►

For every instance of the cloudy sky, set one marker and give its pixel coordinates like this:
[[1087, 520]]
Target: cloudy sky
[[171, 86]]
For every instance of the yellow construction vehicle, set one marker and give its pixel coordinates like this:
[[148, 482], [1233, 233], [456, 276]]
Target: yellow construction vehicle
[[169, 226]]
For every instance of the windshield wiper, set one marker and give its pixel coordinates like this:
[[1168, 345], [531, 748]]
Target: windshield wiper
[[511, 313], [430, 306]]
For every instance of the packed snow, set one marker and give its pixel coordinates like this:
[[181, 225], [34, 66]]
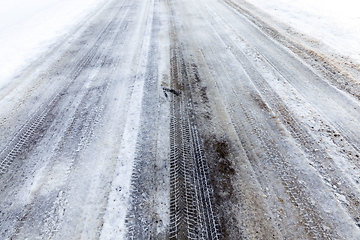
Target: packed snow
[[333, 22], [29, 28]]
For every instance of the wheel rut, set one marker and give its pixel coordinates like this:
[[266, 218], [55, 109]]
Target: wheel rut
[[192, 212]]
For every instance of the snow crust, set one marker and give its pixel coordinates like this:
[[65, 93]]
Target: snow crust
[[29, 28], [333, 22]]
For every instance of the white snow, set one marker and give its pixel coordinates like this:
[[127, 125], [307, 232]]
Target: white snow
[[333, 22], [29, 28]]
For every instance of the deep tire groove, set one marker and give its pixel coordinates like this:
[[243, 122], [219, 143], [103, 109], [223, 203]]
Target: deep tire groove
[[192, 214]]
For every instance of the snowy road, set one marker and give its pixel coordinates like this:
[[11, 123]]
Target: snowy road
[[184, 119]]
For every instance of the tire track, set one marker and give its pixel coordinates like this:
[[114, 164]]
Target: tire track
[[26, 135], [273, 103], [192, 213]]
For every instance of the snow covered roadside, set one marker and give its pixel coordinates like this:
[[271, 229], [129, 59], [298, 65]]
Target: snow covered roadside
[[333, 22], [29, 28]]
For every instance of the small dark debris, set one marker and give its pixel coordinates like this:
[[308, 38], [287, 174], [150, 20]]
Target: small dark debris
[[170, 91]]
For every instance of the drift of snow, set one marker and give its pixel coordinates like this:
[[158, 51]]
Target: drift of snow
[[29, 28], [333, 22]]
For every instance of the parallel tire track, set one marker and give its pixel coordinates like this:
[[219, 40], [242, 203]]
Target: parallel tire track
[[30, 129], [192, 213]]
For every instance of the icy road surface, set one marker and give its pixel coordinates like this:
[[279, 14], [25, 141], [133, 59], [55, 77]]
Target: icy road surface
[[184, 119]]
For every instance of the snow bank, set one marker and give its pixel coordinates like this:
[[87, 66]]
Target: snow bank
[[334, 22], [28, 28]]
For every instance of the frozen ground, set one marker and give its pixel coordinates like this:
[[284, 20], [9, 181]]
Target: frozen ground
[[333, 22], [179, 119], [30, 28]]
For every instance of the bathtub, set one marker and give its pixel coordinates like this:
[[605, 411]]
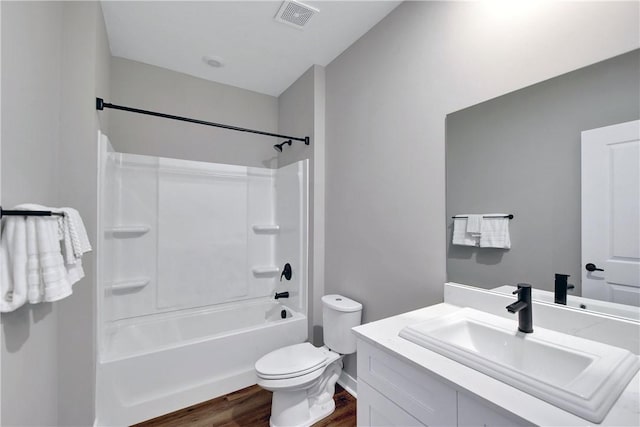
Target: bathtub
[[155, 366]]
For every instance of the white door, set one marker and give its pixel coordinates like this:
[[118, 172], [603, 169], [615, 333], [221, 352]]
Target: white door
[[611, 213]]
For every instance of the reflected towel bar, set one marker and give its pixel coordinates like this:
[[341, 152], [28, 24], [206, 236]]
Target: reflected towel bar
[[510, 216], [28, 213]]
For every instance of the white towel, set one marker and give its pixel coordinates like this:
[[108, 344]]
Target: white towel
[[460, 235], [76, 232], [52, 268], [13, 264], [48, 277], [494, 232], [34, 279], [474, 222]]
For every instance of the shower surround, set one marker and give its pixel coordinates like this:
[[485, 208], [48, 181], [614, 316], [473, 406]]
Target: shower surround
[[190, 257]]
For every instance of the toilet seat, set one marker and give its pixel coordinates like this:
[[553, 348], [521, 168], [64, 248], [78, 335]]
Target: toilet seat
[[291, 361]]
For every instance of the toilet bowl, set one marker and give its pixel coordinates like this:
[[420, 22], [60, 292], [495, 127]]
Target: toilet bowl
[[302, 377]]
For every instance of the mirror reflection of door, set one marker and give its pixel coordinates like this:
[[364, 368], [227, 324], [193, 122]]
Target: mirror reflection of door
[[611, 213]]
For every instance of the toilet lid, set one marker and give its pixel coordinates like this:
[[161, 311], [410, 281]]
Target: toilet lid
[[291, 360]]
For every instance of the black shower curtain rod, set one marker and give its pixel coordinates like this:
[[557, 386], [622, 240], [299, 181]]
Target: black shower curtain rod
[[101, 105]]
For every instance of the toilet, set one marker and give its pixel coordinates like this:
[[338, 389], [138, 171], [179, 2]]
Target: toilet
[[303, 377]]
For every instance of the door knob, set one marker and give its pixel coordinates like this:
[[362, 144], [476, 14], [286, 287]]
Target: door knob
[[592, 267], [286, 272]]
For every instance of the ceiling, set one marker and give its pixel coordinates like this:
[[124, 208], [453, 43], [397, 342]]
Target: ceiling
[[257, 53]]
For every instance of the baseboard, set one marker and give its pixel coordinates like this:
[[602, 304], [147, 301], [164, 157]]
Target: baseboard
[[348, 383]]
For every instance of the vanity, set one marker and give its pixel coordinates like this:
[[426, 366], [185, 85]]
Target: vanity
[[403, 383]]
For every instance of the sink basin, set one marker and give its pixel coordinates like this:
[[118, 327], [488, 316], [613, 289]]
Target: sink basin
[[580, 376]]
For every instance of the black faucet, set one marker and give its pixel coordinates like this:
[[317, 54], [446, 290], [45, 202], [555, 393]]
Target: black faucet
[[523, 307], [561, 287], [281, 295]]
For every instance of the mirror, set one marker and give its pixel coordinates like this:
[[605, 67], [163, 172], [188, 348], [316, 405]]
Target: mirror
[[520, 154]]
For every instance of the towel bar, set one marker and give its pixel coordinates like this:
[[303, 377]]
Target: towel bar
[[510, 216]]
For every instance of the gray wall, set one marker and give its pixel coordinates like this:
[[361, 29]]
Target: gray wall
[[31, 47], [520, 154], [301, 112], [85, 74], [148, 87], [387, 98], [53, 57]]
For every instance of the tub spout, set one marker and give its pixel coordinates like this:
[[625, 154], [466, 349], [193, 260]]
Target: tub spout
[[281, 295]]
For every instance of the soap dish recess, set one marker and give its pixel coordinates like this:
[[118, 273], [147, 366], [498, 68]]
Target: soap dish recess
[[124, 231], [129, 285]]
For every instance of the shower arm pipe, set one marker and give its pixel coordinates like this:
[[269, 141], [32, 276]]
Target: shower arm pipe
[[101, 105]]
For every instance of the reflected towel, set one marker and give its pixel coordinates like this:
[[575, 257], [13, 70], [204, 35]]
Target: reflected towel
[[494, 232], [13, 264], [474, 223], [460, 235]]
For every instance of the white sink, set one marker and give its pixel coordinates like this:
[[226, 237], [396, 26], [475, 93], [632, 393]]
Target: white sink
[[580, 376]]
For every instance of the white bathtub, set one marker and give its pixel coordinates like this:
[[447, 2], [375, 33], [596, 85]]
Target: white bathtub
[[153, 367]]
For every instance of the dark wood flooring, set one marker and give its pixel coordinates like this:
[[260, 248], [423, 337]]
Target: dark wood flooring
[[250, 407]]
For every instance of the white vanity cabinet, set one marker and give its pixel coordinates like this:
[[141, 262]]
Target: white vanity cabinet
[[395, 392]]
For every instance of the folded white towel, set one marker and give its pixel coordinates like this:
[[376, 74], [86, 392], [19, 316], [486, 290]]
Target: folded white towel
[[52, 268], [13, 264], [494, 232], [460, 235], [34, 279], [76, 232], [473, 224]]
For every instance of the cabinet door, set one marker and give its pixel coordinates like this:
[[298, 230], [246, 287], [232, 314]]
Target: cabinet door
[[411, 388], [471, 412], [376, 410]]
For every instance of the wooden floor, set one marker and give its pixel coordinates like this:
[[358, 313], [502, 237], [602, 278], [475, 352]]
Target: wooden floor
[[248, 407]]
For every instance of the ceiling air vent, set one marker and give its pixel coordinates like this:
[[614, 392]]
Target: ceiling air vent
[[295, 13]]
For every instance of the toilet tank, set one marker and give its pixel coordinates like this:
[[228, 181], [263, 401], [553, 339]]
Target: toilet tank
[[339, 315]]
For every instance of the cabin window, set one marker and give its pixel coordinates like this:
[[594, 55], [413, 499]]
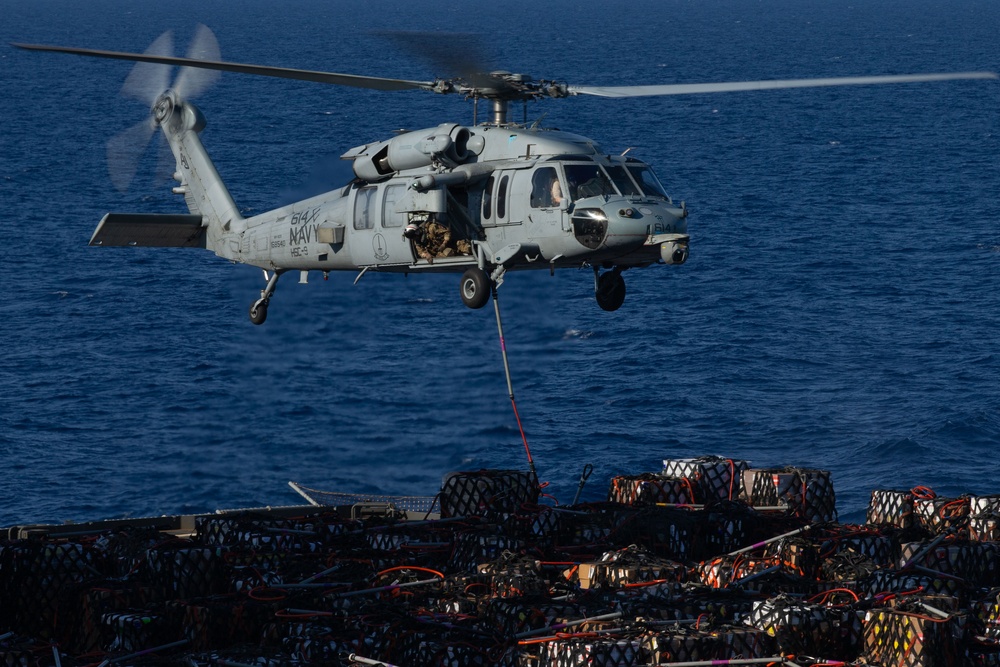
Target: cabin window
[[647, 181], [622, 181], [546, 192], [502, 198], [393, 195], [588, 180], [363, 218], [488, 199]]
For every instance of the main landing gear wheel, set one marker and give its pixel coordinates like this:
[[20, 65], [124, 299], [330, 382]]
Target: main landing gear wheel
[[475, 288], [610, 292], [258, 312]]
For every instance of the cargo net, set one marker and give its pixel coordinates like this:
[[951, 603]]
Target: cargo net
[[891, 507], [800, 626], [975, 563], [714, 477], [940, 515], [488, 493], [665, 531], [918, 639], [651, 489], [806, 494], [628, 567], [416, 504], [591, 651], [984, 518]]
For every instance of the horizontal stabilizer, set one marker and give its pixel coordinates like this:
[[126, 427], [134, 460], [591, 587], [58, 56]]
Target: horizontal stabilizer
[[150, 230]]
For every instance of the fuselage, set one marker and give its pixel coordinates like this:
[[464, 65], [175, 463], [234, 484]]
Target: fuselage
[[471, 191]]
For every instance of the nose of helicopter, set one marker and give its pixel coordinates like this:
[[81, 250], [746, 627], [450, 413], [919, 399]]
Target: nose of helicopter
[[657, 227]]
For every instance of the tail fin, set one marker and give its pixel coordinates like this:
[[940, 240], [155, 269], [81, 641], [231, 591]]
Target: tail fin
[[200, 183]]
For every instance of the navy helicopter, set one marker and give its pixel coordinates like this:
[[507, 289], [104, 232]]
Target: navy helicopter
[[479, 200]]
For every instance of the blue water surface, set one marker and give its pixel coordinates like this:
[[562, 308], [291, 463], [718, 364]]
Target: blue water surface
[[840, 308]]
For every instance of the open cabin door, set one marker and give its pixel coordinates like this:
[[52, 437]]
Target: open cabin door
[[376, 230]]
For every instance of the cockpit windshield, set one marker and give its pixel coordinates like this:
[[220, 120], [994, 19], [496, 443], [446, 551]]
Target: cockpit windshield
[[647, 180], [588, 180]]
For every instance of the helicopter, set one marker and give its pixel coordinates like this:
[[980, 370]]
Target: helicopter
[[480, 199]]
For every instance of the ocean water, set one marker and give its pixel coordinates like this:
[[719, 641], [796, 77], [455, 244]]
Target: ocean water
[[840, 308]]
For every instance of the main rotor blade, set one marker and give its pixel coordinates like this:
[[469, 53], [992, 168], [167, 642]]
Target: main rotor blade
[[354, 80], [733, 86], [453, 53]]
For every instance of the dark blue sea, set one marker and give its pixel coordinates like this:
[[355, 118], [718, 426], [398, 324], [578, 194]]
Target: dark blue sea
[[840, 308]]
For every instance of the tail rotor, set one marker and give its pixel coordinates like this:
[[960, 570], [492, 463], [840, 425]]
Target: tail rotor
[[146, 83]]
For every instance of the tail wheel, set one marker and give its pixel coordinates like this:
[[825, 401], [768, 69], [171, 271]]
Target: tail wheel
[[475, 288], [258, 312], [610, 291]]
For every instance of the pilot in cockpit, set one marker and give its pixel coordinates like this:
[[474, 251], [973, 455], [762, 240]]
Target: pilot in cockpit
[[546, 192]]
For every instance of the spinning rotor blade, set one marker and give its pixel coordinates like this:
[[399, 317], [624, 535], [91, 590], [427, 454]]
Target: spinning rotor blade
[[454, 53], [146, 81], [125, 150], [734, 86], [354, 80], [192, 81]]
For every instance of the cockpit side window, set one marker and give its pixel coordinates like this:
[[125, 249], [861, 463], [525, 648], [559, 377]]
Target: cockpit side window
[[588, 180], [488, 199], [647, 180], [546, 192]]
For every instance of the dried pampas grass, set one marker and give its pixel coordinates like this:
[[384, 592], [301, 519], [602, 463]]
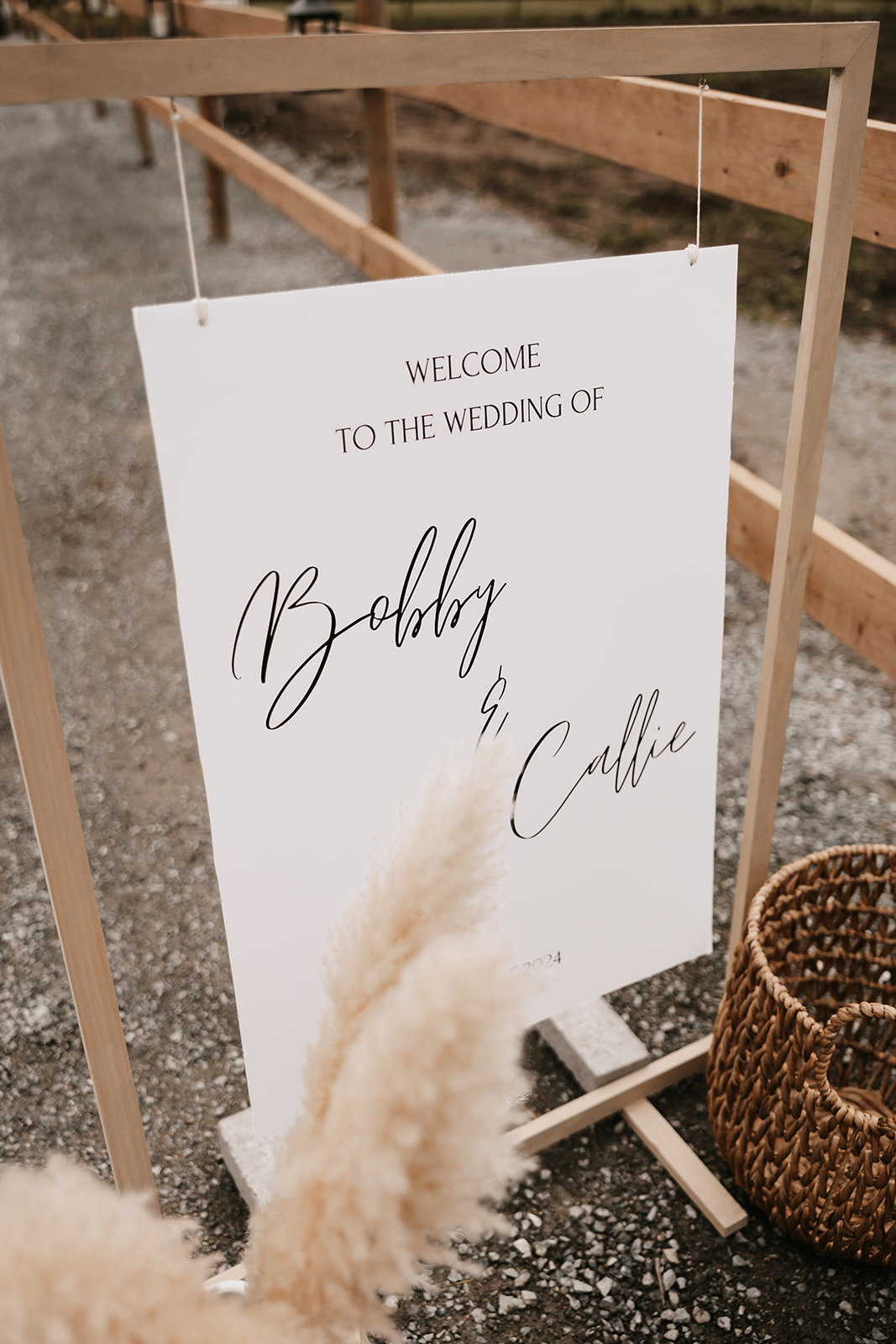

◄

[WHAT IS EXPECTED]
Could you write out every line of the records in the stretch from the line containing "For every instance of the toilet bowl, set" through the line containing "98], [53, 57]]", both ends included, with 3 added to each answer coordinate? Only the coordinates on the line right after each "Target:" line change; every other line stays as it is.

[RESULT FOR THIS TASK]
For every instance of the toilet bowl, set one marker and give its pixel coordinates like this:
[[420, 22], [60, 292], [495, 127]]
Target: toilet bowl
[[305, 380]]
For every instance of the mirror reflection of door, set one marker and give its pixel coordinates like this:
[[364, 368], [227, 324], [193, 122]]
Target: mirror reflection of door
[[614, 216]]
For every instance of the toilet lid, set one marker and give its pixel coordinates like this:
[[161, 311], [410, 281]]
Target: toilet lid
[[294, 363]]
For every instance of the black shower curtain rod, set one marker and give its pixel coordinates like this:
[[557, 386], [622, 240], [299, 181]]
Target: black shower curtain rod
[[104, 108]]
For every instance of the toilet, set one marker and give its pixel coordinates like this:
[[338, 389], [138, 171], [179, 2]]
Target: toilet
[[306, 380]]
For every instance of the door knob, set one marker and give its pixel coordinates like this:
[[362, 144], [476, 14], [286, 287]]
Target: door knob
[[595, 270], [289, 275]]
For every instance of the ceiling, set one marker and give its pixel coordinates like this:
[[124, 208], [453, 43], [397, 342]]
Target: ceiling
[[260, 56]]
For every instance of the baseboard, set one marker and give its pixel coordinates like this:
[[602, 304], [147, 301], [164, 157]]
Target: baseboard
[[351, 386]]
For every instance of the vanity, set one marker and give its pixel coordinates like this:
[[426, 366], [185, 85]]
Target: vanity
[[406, 386]]
For every instance of the sink basin, set one marker and give its pixel coordinates like this:
[[118, 327], [488, 316], [613, 289]]
Target: sink basin
[[583, 379]]
For every instance of the black faucet, set one marker and give its pixel coordinates like this:
[[317, 54], [446, 290], [45, 202], [555, 393]]
Target: black faucet
[[526, 310], [564, 290], [284, 298]]
For every instance of the mirror, set one marker and give its pixel coordinates like this:
[[605, 67], [163, 172], [188, 348], [316, 405]]
Target: mirror
[[523, 157]]
For every instance of the towel bar, set one marker and give its pixel coordinates like this:
[[303, 377]]
Target: towel bar
[[513, 219]]
For every instance of the gray wall, set one marker and give its pixel coordinates like this:
[[361, 29]]
Target: gray wall
[[34, 50], [523, 157], [304, 115], [88, 77], [151, 90], [390, 101], [56, 60]]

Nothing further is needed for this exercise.